Material for this task -
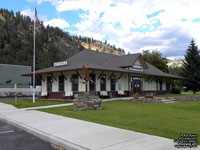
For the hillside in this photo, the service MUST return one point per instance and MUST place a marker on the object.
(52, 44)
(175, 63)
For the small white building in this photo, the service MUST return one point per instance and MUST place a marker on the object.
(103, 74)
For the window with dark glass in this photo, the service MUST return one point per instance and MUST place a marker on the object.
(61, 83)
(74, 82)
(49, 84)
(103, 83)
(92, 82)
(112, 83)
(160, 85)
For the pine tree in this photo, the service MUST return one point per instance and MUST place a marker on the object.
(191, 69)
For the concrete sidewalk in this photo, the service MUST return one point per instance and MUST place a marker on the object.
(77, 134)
---
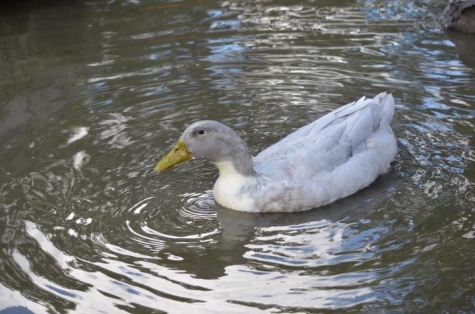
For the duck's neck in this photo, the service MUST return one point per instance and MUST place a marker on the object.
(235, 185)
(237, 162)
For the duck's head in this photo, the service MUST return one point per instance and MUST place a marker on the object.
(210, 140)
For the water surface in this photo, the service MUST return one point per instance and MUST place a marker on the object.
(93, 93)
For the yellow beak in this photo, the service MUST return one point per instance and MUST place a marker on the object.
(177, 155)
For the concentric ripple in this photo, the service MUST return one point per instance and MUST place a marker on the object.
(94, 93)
==
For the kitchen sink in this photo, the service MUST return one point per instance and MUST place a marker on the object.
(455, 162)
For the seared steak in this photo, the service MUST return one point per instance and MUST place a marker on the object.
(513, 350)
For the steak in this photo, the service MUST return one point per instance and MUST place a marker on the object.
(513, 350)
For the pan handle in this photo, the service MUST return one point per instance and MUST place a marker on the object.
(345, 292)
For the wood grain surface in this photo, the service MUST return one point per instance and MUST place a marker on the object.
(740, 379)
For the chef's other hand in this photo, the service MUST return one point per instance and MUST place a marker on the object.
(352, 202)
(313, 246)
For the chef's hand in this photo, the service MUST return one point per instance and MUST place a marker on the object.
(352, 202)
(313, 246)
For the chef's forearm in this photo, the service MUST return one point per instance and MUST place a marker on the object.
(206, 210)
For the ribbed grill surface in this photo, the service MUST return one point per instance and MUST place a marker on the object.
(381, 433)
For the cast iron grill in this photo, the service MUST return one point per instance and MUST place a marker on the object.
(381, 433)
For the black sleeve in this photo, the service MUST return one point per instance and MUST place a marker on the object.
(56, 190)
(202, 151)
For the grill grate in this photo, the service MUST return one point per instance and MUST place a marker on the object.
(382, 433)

Task details - Gather every line of the records above that contains the word "chef", copying each such line in full.

Solution for this exercise -
For the chef's other hand in this photo, the service MUST return one point per instance and MUST place a marker on the object.
For the chef's hand in this photo, the service MUST return one point per instance and MUST place a marker on the object.
For the chef's forearm in this photo, the service MUST return one point per instance and MUST place a marker on the object.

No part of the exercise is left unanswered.